Instructions for the task –
Exactly as given, write out all the entries again.

################

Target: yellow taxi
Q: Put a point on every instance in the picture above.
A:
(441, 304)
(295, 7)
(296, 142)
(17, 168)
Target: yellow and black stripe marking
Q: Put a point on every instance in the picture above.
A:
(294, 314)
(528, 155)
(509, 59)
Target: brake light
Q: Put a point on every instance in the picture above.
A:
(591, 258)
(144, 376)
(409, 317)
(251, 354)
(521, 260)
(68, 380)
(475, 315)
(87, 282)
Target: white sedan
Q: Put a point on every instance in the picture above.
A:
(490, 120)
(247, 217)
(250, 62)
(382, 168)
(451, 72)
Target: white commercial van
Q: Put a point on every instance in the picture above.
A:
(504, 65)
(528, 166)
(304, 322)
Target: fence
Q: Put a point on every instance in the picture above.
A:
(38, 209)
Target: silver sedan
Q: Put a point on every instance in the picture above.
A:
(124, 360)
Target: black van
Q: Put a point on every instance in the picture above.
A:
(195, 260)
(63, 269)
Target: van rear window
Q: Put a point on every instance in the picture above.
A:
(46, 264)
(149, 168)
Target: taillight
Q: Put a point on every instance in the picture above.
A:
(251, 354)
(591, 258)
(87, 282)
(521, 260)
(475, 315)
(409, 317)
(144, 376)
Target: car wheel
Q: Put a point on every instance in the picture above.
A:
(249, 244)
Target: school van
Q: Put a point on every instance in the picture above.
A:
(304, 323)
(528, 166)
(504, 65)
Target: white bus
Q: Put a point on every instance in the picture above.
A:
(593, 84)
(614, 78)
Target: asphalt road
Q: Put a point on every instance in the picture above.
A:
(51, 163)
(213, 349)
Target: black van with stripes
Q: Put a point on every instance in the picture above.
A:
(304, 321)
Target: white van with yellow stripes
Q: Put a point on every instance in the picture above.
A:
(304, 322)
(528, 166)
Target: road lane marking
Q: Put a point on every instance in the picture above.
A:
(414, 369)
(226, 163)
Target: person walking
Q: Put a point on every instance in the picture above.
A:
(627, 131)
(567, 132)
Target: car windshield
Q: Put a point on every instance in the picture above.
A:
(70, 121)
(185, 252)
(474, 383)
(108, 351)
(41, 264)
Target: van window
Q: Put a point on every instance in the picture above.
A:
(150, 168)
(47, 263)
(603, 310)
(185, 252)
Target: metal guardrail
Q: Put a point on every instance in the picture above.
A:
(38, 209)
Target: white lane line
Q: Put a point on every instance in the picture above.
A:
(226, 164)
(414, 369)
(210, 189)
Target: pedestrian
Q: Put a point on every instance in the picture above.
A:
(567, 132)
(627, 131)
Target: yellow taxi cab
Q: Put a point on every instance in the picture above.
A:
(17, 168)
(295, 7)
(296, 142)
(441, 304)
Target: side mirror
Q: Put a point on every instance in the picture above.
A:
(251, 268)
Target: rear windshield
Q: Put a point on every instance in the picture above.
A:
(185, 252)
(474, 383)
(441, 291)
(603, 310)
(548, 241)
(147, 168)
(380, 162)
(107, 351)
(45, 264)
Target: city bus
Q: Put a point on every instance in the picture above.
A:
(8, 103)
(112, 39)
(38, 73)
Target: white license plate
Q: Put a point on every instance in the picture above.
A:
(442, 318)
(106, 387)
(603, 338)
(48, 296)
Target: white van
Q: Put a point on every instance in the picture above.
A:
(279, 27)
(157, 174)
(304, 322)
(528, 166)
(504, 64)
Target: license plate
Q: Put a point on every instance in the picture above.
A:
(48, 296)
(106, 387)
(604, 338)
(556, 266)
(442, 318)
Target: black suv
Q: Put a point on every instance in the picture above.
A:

################

Solution to this problem –
Target: yellow taxi
Q: Put a point on every instance in the picture above.
A:
(441, 304)
(295, 7)
(296, 142)
(17, 168)
Target: yellow and black stripe marking
Q: Put a point on every instance in the picture above.
A:
(294, 314)
(528, 155)
(509, 59)
Target: brake light
Q: Put a point on every instance in the picture above.
A:
(591, 258)
(144, 376)
(409, 317)
(251, 354)
(521, 260)
(68, 380)
(475, 315)
(87, 282)
Target: white sedan
Q: Put a point on every instance in the picture above.
A:
(490, 120)
(247, 217)
(250, 62)
(382, 168)
(451, 72)
Target: white commercial van
Q: Put a point on every instance in the picture above.
A:
(504, 65)
(528, 166)
(304, 322)
Target: fence
Q: Put a point on every instance in the picture above.
A:
(38, 209)
Target: silver sedan
Q: Put a point on every instance in the picture above.
A:
(124, 360)
Target: black van
Q: Put a point on every instance in the picture above.
A:
(195, 260)
(63, 269)
Target: van rear window
Q: Put a point on every instance in the picture above.
A:
(46, 264)
(149, 168)
Target: taillight
Q: Put a point on every instance in the picture above.
A:
(251, 354)
(591, 258)
(87, 282)
(521, 260)
(475, 315)
(409, 317)
(144, 376)
Target: car wheel
Q: Put a point on every instance in the picture above.
A:
(249, 244)
Target: school van
Q: Put a point on every instance in the picture above.
A:
(304, 323)
(528, 166)
(504, 65)
Target: white bus
Q: Put a point on every instance in the picture above.
A:
(593, 84)
(614, 78)
Target: asphalt road
Q: Put a point on every instance in the picture above.
A:
(51, 163)
(213, 349)
Target: black van with stripes
Q: Put a point on every instance in the picture above.
A:
(304, 321)
Target: white van with yellow stripes
Q: Put a point on every instance in the picture above.
A:
(304, 322)
(528, 166)
Target: road lane marking
Q: Put a point on every instance in the picture above.
A:
(414, 369)
(226, 163)
Target: person walking
Q: Put a point on every instance in the picture above.
A:
(627, 131)
(567, 132)
Target: car windshield
Q: Put a point on every instance in the picture above.
A:
(70, 121)
(185, 252)
(474, 383)
(108, 351)
(41, 264)
Target: van window
Q: Put a point on every instance in the picture above.
A:
(150, 168)
(47, 263)
(603, 310)
(185, 252)
Target: metal guardrail
Q: Put a point on every instance in the picture above.
A:
(38, 209)
Target: white lane line
Q: Put a point on every instance in the picture above.
A:
(226, 164)
(414, 369)
(210, 189)
Target: pedestrian
Q: Put a point on every instance in the picture above.
A:
(567, 132)
(627, 131)
Target: yellow taxi cab
Q: Put a point on every instance in the picture above.
A:
(17, 168)
(295, 7)
(296, 142)
(441, 304)
Target: side mirror
Q: Put a point on every instance in the picture above.
A:
(251, 268)
Target: rear windshield
Q: Put a point on every instance in the picture above.
A:
(185, 252)
(474, 383)
(441, 291)
(603, 310)
(548, 241)
(147, 168)
(380, 162)
(107, 351)
(45, 264)
Target: city bus
Q: Put a point on every instance in the picture above.
A:
(8, 103)
(112, 39)
(38, 73)
Target: white license plate
Q: Put a point on every instance in the picture above.
A:
(442, 318)
(106, 387)
(603, 338)
(48, 296)
Target: white van
Q: Put a point on every instance in the picture above.
A:
(279, 27)
(157, 174)
(304, 322)
(528, 166)
(504, 64)
Target: license plate
Q: Put a point on every instance in the picture above.
A:
(48, 296)
(106, 387)
(604, 338)
(556, 266)
(442, 318)
Target: black suv
Q: Put a point on every instance in the picture above.
A:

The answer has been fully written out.